*** PAGE EXCERPT ***

X Close

Centre for Advanced Research Computing

Home

ARC is UCL's research, innovation and service centre for the tools, practices and systems that enable computational science and digital scholarship

Menu

Archive for April, 2024

The importance of collaboration: The latest engagement between DiRAC and ARC

By Connor Aird, on 26 April 2024

When time is scarce on a research project, it is important to continuously plan and effectively collaborate with the whole team. A good example of this is the DiRAC project, Spontaneous Symmetry Breaking in 3d Models of Fermions with Prof Simon Hands (PI) which, due to a funding deadline, had to be delivered in 5 weeks. This project aims to explore the phase diagram of a relativistic field theory of fermions using a code base developed by Prof Hands et al, known as thirring-rhmc. However, the collaboration with ARC and Prof Hands covered a much smaller scope.  

Aims 

Our aim was to migrate the work of a PhD student (Dr Jude Worthy) into the default branch of the thirring-rhmc code base. Once this was completed, the intention was that some performance improvements could be investigated as part of the project. Jude’s work implemented a higher accuracy but consequently lower performance formulation (Wilson kernel) of something already implemented in the code base (Shamir kernel). This reduction in performance is the reason for the desire to gain some performance improvements. However, from the PI’s initial comments, it was clear that the key aim remained the code migration – “…I’m increasingly convinced it only makes sense to pursue this research program further if an improved formulation is employed, so the Shamir -> Wilson transition as essential”. 

Obstacles 

Several obstacles threatened the success of this project. Development on the original version of thirring-rhmc had continued throughout Jude’s PhD but unfortunately git had not been used to develop the Wilson kernel. Therefore, the two codes had diverged significantly with no clear indication as to what degree. Due to this divergence, it was vital to develop a continuous testing suite to have any chance of success. However, the outputs of thirring-rhmc are statistical in nature and can, whilst remaining correct, vary significantly with only slight changes to the code. Therefore, a lot of domain specific knowledge would be required to design these tests. 

What we did 

This project’s strict time constraints required us to take a methodical approach to planning our work. For each task, we defined a clear definition of done and ensured we understood how that individual piece of work helped progress towards our key aim. Continuously planning our tasks in this way was essential to our success.

***

**PROBLEM TO WORK ON:**
Answer these questions using the post on the DiRAC and ARC collaboration:
1. Within how many weeks did the project have to be delivered?
2. Which kernel formulation did Dr Jude Worthy's work implement?
3. What tool had not been used to develop that kernel?

*** DATA PROVIDED ***

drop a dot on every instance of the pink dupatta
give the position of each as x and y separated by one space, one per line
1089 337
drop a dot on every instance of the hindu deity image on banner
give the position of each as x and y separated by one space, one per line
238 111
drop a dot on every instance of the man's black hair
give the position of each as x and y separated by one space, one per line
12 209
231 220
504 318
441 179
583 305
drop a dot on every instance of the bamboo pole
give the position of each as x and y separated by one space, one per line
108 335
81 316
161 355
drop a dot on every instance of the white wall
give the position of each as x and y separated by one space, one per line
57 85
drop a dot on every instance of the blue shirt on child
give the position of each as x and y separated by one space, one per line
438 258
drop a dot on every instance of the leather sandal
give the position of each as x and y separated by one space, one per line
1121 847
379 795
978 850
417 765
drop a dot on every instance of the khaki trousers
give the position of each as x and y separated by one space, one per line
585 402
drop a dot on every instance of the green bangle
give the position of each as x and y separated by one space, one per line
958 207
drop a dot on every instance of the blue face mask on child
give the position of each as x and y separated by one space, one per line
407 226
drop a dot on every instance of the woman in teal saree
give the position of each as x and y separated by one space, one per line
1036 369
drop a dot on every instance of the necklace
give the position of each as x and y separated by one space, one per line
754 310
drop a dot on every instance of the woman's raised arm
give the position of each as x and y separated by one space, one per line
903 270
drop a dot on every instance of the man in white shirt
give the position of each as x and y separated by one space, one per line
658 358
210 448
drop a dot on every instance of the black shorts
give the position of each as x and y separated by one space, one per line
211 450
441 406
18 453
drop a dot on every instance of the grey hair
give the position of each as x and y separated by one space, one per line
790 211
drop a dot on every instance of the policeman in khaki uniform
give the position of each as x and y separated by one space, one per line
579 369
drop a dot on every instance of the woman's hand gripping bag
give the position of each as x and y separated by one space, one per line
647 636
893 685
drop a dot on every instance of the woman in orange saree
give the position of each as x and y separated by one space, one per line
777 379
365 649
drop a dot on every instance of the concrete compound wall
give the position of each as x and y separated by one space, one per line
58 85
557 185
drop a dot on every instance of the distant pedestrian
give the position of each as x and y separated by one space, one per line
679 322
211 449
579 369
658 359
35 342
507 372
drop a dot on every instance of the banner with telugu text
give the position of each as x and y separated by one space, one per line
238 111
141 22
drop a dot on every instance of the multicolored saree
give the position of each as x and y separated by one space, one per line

***
*** DATA PROVIDED ***

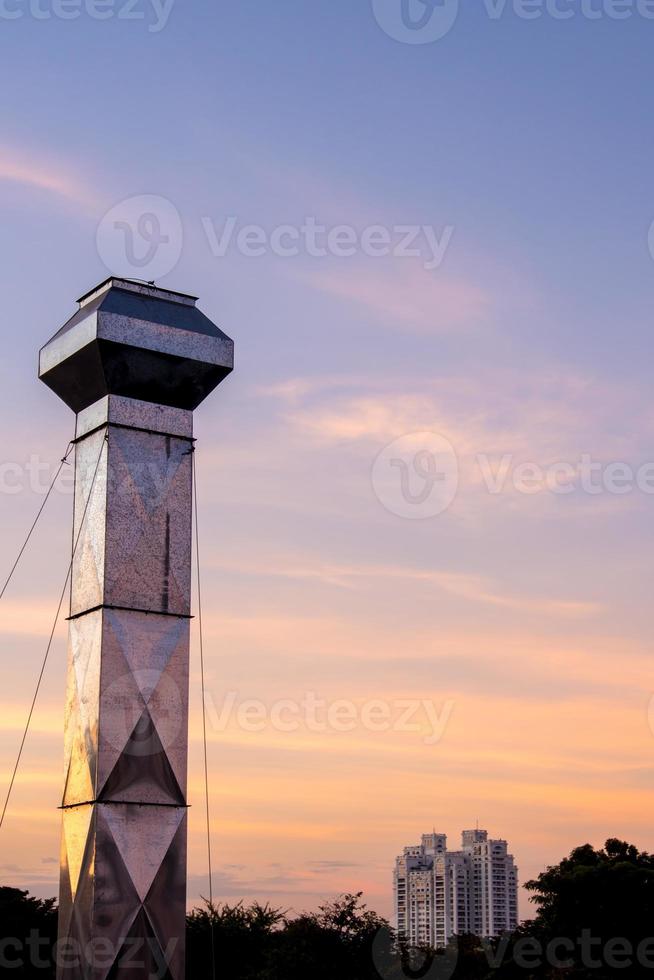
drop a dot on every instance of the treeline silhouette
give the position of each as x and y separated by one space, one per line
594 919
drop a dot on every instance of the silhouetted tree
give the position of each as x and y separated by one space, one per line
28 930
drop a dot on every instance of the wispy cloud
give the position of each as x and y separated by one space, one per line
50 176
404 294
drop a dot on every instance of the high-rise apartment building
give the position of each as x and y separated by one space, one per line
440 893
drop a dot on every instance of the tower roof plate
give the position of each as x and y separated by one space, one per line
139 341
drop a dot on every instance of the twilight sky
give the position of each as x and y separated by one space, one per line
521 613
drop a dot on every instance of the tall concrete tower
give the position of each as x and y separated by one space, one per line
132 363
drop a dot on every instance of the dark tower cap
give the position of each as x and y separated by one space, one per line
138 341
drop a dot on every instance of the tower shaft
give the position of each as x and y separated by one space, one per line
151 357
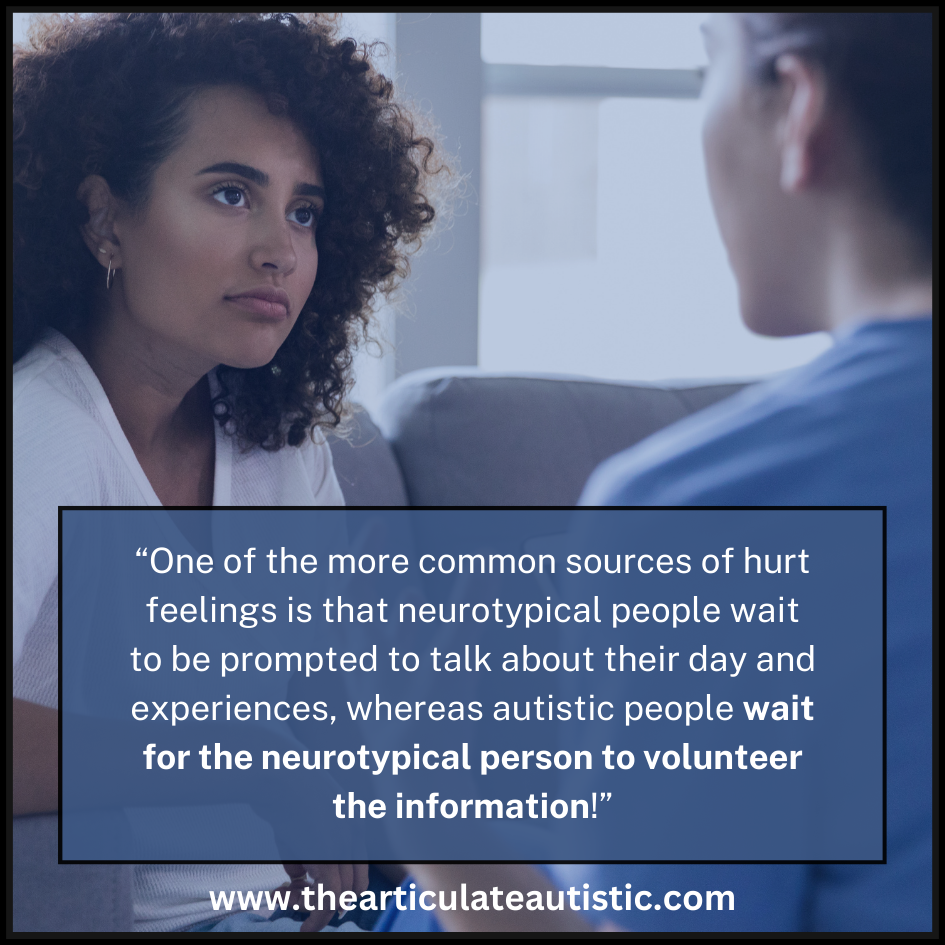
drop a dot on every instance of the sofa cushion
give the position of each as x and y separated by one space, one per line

***

**WRITTEN SOLUTION:**
1. 5 weeks
2. The Wilson kernel
3. Git